__What you need to do__.
The entries should be given again in full. Alter nothing.

[Natural language region descriptions]
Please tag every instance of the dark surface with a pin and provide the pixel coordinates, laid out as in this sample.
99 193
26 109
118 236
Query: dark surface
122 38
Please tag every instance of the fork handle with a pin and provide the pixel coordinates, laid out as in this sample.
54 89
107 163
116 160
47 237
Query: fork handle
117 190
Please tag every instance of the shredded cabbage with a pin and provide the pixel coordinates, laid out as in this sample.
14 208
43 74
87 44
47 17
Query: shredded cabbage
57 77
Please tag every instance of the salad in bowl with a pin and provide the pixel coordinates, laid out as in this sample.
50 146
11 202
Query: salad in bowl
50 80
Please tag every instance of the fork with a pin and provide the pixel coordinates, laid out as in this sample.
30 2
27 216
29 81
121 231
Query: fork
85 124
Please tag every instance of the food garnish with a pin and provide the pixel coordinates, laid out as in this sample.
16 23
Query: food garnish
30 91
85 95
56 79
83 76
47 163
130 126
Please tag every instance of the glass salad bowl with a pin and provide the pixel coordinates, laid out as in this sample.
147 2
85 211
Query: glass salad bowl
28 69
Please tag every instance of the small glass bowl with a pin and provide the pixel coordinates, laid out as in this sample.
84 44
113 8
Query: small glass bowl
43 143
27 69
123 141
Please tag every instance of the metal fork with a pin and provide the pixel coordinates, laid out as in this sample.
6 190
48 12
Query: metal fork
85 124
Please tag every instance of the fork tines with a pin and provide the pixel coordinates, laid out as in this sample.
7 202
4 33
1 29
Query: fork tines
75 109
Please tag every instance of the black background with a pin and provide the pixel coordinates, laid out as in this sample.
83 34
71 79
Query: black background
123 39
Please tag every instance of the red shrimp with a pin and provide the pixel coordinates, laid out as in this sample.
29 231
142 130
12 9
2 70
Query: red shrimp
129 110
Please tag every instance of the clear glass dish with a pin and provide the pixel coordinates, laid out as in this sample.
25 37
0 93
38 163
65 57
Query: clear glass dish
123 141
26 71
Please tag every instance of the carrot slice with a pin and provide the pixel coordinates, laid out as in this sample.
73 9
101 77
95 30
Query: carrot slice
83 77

__Solution to the problem__.
Please tag every instance of the dark surface with a pin and provide the pixel coordinates, laid out as in this sample.
99 193
26 109
118 236
Query: dark surface
122 38
Please tag every instance of the fork handle with a pin and provide the pixel coordinates, laid out as in this sample.
54 89
107 163
116 160
47 237
Query: fork handle
117 190
Please tag every instance of the shredded cabbage with a pin and provide the pixel coordinates, laid out as in this sample.
14 208
43 74
87 44
47 17
Query: shredded cabbage
57 77
Please tag every instance of the salad in bowl with a pin and provide the pixel coordinates, laid out as in this sample.
50 146
11 202
Query: salad in bowl
50 80
Please tag every instance of the fork with a pin and provide the pixel coordinates, laid out as in this sample.
30 2
27 216
29 81
121 231
Query: fork
85 124
Please tag every instance of the food garnish with a pin and provide the pixel coordinates, laid out as in this sample.
16 23
Query: food garnish
30 91
85 95
56 79
83 76
47 163
130 126
Please tag every instance of the glass salad bowl with a pin and provide the pixel coordinates, laid out as in this sample.
147 2
85 211
Query: glass salad bowl
28 69
Please tag every instance of the small glass bowl with a pin and provide the pixel coordinates, laid out as in this sample.
84 44
113 8
Query: small glass bowl
43 143
27 69
123 141
Please tag every instance of the metal fork with a pin and provide the pixel coordinates, laid out as in this sample.
6 190
48 12
Query: metal fork
85 124
Please tag every instance of the fork tines with a pin and provide the pixel coordinates, laid out as in this sample.
7 202
4 33
1 29
Query: fork tines
75 109
Please tag every instance of the black background with a pin and provide the pixel coordinates, laid out as in this sample.
83 34
71 79
Query: black background
123 39
Please tag every instance of the red shrimp with a pin and provide the pixel coordinates, laid out as in this sample.
29 231
142 130
12 9
2 70
Query: red shrimp
129 110
Please tag every instance of the clear glass dish with a pin and provide the pixel coordinates, laid out as in this sample.
25 37
0 93
38 163
65 57
Query: clear glass dish
123 141
26 71
Please tag every instance of the carrot slice with a pin and provide the pixel coordinates, laid out as in this sample.
73 9
101 77
95 30
Query: carrot slice
83 77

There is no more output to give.